An exact reproduction of each record is required.

============================================================

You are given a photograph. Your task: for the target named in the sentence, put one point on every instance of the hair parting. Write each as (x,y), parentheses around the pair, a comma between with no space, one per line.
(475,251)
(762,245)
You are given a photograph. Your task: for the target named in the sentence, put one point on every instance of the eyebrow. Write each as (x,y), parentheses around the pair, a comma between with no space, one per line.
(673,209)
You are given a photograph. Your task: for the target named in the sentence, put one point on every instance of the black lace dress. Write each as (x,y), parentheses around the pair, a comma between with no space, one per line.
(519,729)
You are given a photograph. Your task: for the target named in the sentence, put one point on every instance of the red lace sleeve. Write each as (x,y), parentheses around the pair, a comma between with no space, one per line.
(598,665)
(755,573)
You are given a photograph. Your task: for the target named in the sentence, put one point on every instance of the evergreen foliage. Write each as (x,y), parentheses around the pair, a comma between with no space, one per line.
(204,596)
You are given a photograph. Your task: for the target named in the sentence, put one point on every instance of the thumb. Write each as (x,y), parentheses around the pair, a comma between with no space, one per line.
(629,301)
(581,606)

============================================================

-- Your solution --
You are given a photograph. Your task: for the target named in the sentence, put one point on every instance of the hair parting. Write each as (x,y), parentheses around the pair, a comma between with no space, one per line.
(475,251)
(762,245)
You are given a photograph. Your task: for the target named in the sentence, put one point on every instance of the eyebrow. Write each as (x,y), parentheses around the pair, a comma between with no space, one per line.
(673,209)
You are given a photograph. Your task: for the target named in the sentence, put one point on every instance of the black lace dress. Write each as (x,y), parentheses around the pair, a comma between with no space, one per line.
(519,729)
You are given a photograph. Your task: for the target named in the sentence, put one point on every instance of the red lace sleeve. Write each as (x,y), parentheses around the pair, a comma between with no space, one per line.
(598,665)
(755,573)
You are given a photograph. Your task: for the target named in the sentence, put one point on every instance of the evergreen foliage. Write each as (x,y), parentheses around the pair, a comma between with no space, one per line.
(204,596)
You are given a photograph. Your task: for the target named in the sentence, put one point on every instance of the thumb. Write each as (x,y), parentheses around the pair, a comma between with no space, one per line.
(629,301)
(581,606)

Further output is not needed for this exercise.